_GIVEN REQUEST A_. Return the entries from their start up to and including the line that contains "339 506 L 353", reproducing every line exactly.

_TEXT TO READ_.
>> Begin

The academic side of me is thinking about the state of religious liberty in the United States after this ruling. It may be more complicated and nuanced than you think. Four realities come to mind.

First, this is a welcome and important ruling, not only because of the relief it gives to Christians engaging in business, but also because of the disapproval it sternly communicates toward a presidential administration that is the most hostile toward religious liberty of any in our nation’s history. The decorum appropriate to the highest level of our federal judiciary precludes name-calling, but the Court’s judgment of the administration was pretty transparent when it said, “HHS’s view that RFRA can never require the Government to spend even a small amount [to pursue its interests in ways less restrictive upon religious free exercise] reflects a [low] judgment about the importance of religious liberty that was not shared by the Congress that enacted that law.” It is encouraging to see the Supreme Court’s willingness to castigate the cavalier manner in which this administration has handled questions of religious liberty.

Second, the Supreme Court has voiced its full-throated support for a holistic view of religious liberty rather than the amputated “freedom of worship” that many sectors of our nation are seeking to advance as a counterfeit of the constitutional doctrine. Religious persecution throughout history has not always consisted of imprisonments and beheadings. Both in first-century Galatia and in eighteenth-century England, governments have sometimes tried to starve believers through economic sanctions rather than to imprison them. The Court has rightly observed that “HHS would effectively exclude [devoutly pro-life] people from full participation in the economic life of the Nation” and has acknowledged that even in its economic form, religious persecution is still wrong. Religious liberty must protect a person’s right to be a Christian (or whatever else) not only on Sunday in the pew but on Monday in the office as well.

>> End

_DATA PROVIDED_.

>> Begin

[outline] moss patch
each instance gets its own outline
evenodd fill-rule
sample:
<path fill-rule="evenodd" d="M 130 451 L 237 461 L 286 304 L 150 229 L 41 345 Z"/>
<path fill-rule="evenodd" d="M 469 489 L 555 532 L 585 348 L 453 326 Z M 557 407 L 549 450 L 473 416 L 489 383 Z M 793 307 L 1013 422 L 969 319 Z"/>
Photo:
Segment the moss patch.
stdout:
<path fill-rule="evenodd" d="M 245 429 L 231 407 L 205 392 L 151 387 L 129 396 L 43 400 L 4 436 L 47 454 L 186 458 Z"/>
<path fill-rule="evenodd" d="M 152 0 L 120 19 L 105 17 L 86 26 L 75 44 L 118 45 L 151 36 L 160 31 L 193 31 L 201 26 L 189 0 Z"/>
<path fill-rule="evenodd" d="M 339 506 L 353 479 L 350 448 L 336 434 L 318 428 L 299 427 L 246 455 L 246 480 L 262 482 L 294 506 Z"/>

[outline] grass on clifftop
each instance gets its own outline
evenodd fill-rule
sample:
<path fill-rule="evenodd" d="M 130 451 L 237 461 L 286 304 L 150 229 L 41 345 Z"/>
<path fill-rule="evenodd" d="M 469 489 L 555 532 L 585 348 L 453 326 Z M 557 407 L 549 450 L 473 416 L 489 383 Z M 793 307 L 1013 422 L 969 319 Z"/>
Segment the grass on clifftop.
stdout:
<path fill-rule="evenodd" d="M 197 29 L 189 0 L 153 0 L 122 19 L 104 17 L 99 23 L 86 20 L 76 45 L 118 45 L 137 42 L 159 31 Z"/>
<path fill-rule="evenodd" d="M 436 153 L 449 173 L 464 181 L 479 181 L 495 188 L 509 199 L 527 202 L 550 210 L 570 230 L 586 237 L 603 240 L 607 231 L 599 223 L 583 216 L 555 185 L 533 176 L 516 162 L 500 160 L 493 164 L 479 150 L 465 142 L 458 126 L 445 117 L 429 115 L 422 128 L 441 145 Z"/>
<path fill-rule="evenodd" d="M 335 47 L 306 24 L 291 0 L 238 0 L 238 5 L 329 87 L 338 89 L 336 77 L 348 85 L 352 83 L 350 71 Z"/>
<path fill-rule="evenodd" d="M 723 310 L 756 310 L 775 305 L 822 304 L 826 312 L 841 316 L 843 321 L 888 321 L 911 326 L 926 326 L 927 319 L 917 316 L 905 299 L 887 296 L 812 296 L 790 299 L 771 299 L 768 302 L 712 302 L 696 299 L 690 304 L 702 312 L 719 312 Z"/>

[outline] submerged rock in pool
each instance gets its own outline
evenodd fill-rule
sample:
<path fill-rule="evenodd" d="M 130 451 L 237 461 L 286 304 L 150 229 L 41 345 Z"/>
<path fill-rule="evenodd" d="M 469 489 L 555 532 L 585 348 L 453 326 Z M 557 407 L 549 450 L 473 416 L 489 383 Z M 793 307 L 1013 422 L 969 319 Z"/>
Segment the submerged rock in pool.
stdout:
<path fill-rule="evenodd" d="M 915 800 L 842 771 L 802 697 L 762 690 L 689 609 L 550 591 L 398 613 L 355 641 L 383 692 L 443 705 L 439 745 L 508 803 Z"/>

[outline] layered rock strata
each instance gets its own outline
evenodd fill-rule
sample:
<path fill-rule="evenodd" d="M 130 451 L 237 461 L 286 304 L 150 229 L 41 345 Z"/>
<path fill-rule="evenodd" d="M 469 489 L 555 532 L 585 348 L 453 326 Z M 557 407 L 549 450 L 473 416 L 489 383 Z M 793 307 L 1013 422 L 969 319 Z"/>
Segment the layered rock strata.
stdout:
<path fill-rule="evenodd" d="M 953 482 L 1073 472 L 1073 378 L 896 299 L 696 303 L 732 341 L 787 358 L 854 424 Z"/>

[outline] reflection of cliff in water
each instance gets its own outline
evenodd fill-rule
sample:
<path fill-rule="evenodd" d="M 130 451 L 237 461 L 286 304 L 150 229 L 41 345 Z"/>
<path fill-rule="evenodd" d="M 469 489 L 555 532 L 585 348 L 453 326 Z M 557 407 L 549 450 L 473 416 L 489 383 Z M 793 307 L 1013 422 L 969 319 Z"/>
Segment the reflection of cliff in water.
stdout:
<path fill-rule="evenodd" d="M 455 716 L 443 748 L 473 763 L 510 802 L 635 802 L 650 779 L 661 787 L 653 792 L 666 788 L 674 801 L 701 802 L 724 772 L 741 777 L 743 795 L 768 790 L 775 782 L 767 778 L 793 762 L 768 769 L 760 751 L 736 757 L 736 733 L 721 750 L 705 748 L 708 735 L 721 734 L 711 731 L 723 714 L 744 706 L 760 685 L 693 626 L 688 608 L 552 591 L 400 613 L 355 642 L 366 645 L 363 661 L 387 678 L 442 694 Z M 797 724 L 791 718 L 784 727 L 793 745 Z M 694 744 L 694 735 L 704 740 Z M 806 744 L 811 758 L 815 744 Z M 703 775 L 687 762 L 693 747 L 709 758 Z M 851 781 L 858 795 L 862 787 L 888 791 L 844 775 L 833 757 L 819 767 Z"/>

>> End

_GIVEN REQUEST B_. Using the commentary on religious liberty, decide whether each statement agrees with it, answering yes or no and quoting the deciding words. (i) The ruling gives relief to Christians engaging in business. (ii) Religious persecution has always consisted of imprisonments and beheadings. (iii) Governments in first-century Galatia sometimes tried to starve believers through economic sanctions.

_FINAL ANSWER A_.
[outline] moss patch
each instance gets its own outline
evenodd fill-rule
sample:
<path fill-rule="evenodd" d="M 130 451 L 237 461 L 286 304 L 150 229 L 41 345 Z"/>
<path fill-rule="evenodd" d="M 469 489 L 555 532 L 585 348 L 453 326 Z M 557 407 L 549 450 L 473 416 L 489 383 Z M 793 307 L 1013 422 L 969 319 Z"/>
Photo:
Segment the moss patch.
stdout:
<path fill-rule="evenodd" d="M 245 429 L 231 407 L 205 392 L 151 387 L 129 396 L 43 400 L 4 436 L 47 454 L 186 458 Z"/>
<path fill-rule="evenodd" d="M 152 0 L 120 19 L 105 17 L 86 26 L 75 44 L 118 45 L 151 36 L 160 31 L 193 31 L 201 26 L 189 0 Z"/>
<path fill-rule="evenodd" d="M 339 506 L 353 479 L 350 448 L 336 434 L 318 428 L 299 427 L 246 455 L 246 480 L 262 482 L 294 506 Z"/>

_FINAL ANSWER B_.
(i) Yes: "not only because of the relief it gives to Christians engaging in business"
(ii) No: "Religious persecution throughout history has not always consisted of imprisonments and beheadings."
(iii) Yes: "Both in first-century Galatia and in eighteenth-century England, governments have sometimes tried to starve believers through economic sanctions rather than to imprison them."